• _Objective_
Return the records word for word. Any pictures in them are not part of the copy.

Point labeling dataset excerpts:

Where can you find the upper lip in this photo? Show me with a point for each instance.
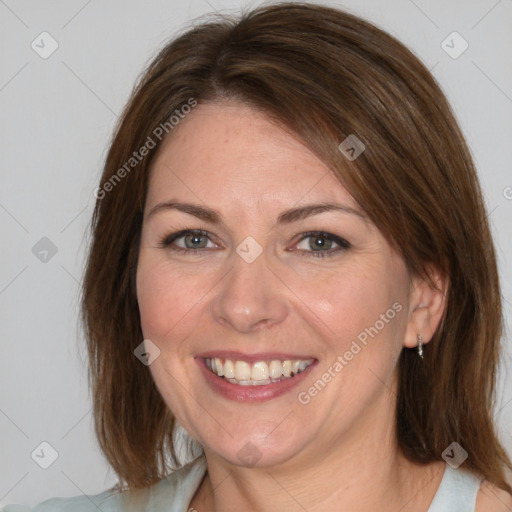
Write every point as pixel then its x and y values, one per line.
pixel 234 355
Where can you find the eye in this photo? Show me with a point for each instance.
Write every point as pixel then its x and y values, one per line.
pixel 191 241
pixel 321 244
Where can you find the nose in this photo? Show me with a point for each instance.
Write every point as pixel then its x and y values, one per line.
pixel 250 297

• _Result_
Where can you find the upper lip in this photo? Show me with a point for each instance.
Write every point as pixel then its x and y values, one per line.
pixel 234 355
Where can you find the eye in this photo? Show me with a point for each instance.
Write every point as pixel then its x and y values, one per line.
pixel 191 241
pixel 321 244
Where can you find the nose in this photo? Show me with a point for each instance.
Write every point as pixel then its x and y values, one per line.
pixel 250 297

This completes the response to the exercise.